### DATASET EXTRACT
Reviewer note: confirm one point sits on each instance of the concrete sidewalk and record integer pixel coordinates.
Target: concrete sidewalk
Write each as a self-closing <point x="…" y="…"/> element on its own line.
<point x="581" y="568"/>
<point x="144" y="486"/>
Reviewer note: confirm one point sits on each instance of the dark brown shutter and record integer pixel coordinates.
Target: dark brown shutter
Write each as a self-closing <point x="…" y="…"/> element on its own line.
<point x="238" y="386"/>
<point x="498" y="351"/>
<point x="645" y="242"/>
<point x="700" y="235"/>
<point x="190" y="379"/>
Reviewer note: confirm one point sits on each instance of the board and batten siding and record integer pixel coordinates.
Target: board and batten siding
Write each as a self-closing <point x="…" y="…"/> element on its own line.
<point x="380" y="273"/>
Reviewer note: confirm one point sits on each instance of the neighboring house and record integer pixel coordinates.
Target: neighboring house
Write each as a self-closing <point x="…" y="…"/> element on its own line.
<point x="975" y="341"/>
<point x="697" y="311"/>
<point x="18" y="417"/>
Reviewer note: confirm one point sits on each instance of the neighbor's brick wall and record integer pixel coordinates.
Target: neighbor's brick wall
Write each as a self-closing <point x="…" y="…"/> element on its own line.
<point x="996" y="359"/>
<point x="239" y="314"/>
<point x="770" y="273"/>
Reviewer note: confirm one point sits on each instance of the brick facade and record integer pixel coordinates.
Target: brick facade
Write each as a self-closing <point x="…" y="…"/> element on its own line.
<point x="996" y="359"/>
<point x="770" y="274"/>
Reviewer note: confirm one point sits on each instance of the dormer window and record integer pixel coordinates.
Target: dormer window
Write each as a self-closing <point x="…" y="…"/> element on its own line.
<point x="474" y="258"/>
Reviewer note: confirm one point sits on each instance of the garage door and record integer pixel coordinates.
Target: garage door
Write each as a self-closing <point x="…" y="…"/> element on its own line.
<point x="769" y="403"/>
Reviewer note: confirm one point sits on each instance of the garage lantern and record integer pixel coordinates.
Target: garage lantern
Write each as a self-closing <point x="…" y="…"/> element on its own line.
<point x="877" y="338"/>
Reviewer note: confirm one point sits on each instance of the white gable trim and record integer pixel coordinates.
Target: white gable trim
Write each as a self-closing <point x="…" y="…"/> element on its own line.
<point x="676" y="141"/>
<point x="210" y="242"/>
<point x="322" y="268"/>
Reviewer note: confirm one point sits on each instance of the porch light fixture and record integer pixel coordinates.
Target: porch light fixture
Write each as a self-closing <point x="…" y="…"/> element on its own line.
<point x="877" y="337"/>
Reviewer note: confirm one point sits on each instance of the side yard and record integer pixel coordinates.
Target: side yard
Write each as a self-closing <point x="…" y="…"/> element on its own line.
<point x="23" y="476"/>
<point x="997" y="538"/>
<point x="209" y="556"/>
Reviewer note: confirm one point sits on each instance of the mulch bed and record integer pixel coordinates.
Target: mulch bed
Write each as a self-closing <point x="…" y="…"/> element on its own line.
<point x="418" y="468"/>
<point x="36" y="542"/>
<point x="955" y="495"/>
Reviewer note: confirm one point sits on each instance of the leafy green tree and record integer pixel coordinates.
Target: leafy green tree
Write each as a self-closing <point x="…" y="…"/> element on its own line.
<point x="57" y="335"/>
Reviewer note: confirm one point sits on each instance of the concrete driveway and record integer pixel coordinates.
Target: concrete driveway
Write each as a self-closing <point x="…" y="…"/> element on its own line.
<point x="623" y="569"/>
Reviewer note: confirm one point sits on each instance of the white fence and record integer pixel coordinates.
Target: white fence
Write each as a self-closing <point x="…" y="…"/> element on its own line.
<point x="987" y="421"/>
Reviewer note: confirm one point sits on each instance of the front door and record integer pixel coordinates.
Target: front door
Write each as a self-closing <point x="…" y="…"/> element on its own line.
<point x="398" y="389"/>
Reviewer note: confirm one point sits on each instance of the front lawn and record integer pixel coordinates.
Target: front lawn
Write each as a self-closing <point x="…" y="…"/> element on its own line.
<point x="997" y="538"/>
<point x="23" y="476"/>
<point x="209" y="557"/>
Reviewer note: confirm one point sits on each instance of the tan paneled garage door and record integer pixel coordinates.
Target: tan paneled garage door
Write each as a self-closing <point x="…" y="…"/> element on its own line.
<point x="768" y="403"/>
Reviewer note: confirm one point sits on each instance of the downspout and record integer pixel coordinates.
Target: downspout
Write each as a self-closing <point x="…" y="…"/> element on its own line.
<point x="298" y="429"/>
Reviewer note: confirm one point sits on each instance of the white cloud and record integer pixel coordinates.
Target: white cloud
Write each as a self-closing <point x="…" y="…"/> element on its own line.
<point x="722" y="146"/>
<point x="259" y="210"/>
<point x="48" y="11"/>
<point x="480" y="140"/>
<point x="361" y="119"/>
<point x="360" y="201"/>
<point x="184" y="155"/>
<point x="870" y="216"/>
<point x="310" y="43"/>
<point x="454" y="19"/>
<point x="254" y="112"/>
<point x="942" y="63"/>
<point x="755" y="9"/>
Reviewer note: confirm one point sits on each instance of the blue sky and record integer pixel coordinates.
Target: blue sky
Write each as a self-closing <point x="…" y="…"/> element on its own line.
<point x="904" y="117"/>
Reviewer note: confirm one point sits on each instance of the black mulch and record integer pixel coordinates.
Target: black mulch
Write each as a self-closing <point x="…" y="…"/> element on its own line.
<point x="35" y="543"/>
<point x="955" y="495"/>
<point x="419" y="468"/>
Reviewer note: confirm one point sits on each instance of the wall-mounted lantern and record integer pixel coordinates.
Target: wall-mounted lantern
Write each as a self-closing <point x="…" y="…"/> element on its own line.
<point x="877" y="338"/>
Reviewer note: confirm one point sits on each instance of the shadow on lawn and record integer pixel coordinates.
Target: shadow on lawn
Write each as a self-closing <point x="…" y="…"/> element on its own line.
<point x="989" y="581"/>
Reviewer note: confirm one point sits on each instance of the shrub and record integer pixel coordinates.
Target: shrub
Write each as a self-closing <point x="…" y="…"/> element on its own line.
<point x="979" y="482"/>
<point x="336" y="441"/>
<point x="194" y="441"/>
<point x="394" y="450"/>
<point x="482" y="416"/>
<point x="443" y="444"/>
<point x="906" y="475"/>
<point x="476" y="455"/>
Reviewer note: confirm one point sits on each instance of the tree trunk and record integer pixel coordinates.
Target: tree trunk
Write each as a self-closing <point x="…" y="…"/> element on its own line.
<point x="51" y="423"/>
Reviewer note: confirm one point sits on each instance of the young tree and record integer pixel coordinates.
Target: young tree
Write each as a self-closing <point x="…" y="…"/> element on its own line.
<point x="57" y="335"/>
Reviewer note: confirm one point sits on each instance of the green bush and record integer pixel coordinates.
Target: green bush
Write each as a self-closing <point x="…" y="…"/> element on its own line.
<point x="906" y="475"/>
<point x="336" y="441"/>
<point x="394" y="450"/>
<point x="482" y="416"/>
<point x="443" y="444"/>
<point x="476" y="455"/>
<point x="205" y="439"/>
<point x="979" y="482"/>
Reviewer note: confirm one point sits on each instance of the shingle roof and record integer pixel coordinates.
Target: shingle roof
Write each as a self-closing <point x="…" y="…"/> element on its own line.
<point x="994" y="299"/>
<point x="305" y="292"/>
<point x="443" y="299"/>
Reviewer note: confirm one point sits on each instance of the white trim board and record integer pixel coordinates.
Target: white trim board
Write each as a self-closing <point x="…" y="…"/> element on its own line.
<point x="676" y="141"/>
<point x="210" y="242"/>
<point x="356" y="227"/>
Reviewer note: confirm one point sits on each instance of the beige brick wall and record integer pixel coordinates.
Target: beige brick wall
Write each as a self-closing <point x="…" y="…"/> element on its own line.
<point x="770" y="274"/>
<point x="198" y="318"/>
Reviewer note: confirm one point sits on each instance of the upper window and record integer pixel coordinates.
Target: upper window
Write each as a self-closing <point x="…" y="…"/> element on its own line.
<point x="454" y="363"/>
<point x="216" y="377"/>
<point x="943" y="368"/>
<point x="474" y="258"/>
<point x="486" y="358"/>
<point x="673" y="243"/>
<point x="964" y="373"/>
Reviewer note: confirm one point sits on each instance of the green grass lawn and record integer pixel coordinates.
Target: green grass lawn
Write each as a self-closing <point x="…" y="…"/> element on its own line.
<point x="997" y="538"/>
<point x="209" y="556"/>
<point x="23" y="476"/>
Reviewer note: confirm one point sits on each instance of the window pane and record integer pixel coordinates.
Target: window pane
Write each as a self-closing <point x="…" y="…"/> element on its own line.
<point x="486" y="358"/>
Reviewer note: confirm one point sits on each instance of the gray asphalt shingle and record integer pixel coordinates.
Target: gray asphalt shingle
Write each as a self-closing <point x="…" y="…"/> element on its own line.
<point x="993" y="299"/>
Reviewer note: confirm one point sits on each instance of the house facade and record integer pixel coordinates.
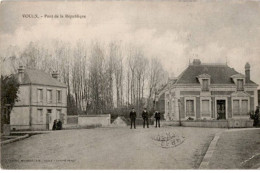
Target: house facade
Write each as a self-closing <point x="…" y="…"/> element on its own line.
<point x="209" y="91"/>
<point x="42" y="99"/>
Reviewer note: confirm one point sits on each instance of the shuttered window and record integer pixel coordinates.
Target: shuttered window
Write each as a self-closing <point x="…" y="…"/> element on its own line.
<point x="190" y="108"/>
<point x="39" y="95"/>
<point x="236" y="107"/>
<point x="205" y="108"/>
<point x="205" y="84"/>
<point x="240" y="107"/>
<point x="244" y="110"/>
<point x="40" y="116"/>
<point x="240" y="84"/>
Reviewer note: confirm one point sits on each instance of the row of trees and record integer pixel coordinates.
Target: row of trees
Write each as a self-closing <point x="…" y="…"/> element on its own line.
<point x="100" y="77"/>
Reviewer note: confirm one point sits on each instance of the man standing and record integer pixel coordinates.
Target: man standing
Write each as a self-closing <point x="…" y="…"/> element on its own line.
<point x="145" y="118"/>
<point x="157" y="117"/>
<point x="132" y="117"/>
<point x="256" y="117"/>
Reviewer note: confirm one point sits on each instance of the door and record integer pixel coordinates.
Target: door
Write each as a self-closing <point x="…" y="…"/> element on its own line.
<point x="50" y="118"/>
<point x="190" y="111"/>
<point x="221" y="109"/>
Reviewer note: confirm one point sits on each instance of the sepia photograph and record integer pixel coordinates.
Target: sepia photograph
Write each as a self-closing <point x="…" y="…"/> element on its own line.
<point x="130" y="85"/>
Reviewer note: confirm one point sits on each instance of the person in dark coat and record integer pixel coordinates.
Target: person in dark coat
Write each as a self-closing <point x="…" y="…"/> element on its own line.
<point x="145" y="118"/>
<point x="59" y="125"/>
<point x="256" y="117"/>
<point x="133" y="117"/>
<point x="54" y="127"/>
<point x="157" y="117"/>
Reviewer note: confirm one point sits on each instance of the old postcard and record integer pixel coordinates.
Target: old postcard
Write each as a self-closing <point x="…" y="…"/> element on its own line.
<point x="146" y="85"/>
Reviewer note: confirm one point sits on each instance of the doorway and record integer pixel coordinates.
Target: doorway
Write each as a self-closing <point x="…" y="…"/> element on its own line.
<point x="221" y="109"/>
<point x="49" y="119"/>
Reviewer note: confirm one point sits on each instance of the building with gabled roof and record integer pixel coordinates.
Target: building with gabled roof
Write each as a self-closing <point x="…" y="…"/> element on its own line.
<point x="42" y="99"/>
<point x="209" y="91"/>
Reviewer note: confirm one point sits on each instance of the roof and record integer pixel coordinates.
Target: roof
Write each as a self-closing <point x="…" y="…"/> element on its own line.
<point x="219" y="74"/>
<point x="33" y="76"/>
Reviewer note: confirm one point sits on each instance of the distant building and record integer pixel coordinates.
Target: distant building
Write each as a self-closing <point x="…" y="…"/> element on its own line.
<point x="258" y="97"/>
<point x="42" y="99"/>
<point x="208" y="91"/>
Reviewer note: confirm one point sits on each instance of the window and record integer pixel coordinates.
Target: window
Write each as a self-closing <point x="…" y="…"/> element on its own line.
<point x="49" y="96"/>
<point x="240" y="84"/>
<point x="58" y="114"/>
<point x="205" y="108"/>
<point x="240" y="107"/>
<point x="236" y="110"/>
<point x="59" y="96"/>
<point x="244" y="107"/>
<point x="40" y="116"/>
<point x="190" y="108"/>
<point x="39" y="95"/>
<point x="205" y="85"/>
######
### THE TASK
Copy out exactly the lines running from the line with "the roof and record integer pixel coordinates." to the end of the records, inclusive.

### RESPONSE FOR THIS EXERCISE
Reviewer note: confirm one point sits on each instance of the roof and record integer pixel coordinates.
Target: roof
Write each as a self-closing <point x="…" y="…"/> element on its own line.
<point x="219" y="74"/>
<point x="33" y="76"/>
Reviewer note: confirm one point sits on each instance of the distant building and record integer pixel coordinates.
Target: distant building
Write each as a self-closing <point x="…" y="…"/> element on its own line.
<point x="258" y="97"/>
<point x="42" y="99"/>
<point x="208" y="91"/>
Reviewer note: confirm one point sits on each instance of the window and record integer pixel coordinates.
Target: window
Write each as a self-closing <point x="…" y="…"/> element on its own line.
<point x="49" y="96"/>
<point x="240" y="84"/>
<point x="58" y="114"/>
<point x="205" y="108"/>
<point x="240" y="107"/>
<point x="236" y="110"/>
<point x="59" y="96"/>
<point x="244" y="107"/>
<point x="40" y="116"/>
<point x="190" y="108"/>
<point x="39" y="95"/>
<point x="205" y="85"/>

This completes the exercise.